* [SET PROBLEM] In the article on the Thunder Lake motocross race, whose private property is the track on?

* [PAGE EXTRACT]
◇ ◇ ◇

Featured Posts Sports & Recreation — 31 August 2011
Moto-madness at Thunder Lake

An unidentified rider boosts some big air at the Thunder Lake track, Aug. 27. Photo by Chris Marchand

Local track hosts first CMRC sanctioned event

By Chris Marchand

Riders tear out of the start gate at the Thunder Lake track. Photo by Chris Marchand

If you didn’t know better, a trip to a motor-cross track near Thunder Lake this past weekend might convince you that organized motor-cross racing was a firmly established sport in Dryden.

Tucked away, just under a kilometre west from the 90-degree corner on Thunder Lake Rd., was an event that looked like anything but a mere upstart. Complete with carefully planned parking, bleachers for spectators, food vendors, course officials and onsite EMS, it was rather surprising to note that it was Thunder Lake Motorcross’ first shot at an organized race event.

Established over the past two years on the private property of Scott and Kathy Braun, the track has come to play an important developmental role in a burgeoning local motorsports community. Saturday’s raced marked a major step forward as Dryden’s first CMRC (Canadian Motorsport Racing Corporation) sanctioned event.

While riders did not yet earn points for weekend races in Dryden, Kathy Braun says it was an important step in the creation of something larger for the sport in the region.

◇ ◇ ◇

* [DATA SEGMENT]
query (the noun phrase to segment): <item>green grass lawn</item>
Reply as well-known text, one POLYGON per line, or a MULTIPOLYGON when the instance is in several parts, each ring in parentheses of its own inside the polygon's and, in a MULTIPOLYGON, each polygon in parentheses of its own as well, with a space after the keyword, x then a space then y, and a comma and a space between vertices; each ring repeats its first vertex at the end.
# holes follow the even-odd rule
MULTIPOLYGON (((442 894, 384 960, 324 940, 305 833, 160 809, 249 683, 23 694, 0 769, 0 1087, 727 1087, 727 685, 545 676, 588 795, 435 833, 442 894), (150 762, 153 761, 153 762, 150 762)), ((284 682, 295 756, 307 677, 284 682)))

◇ ◇ ◇

* [EXERCISE RESULT] Scott and Kathy Braun's.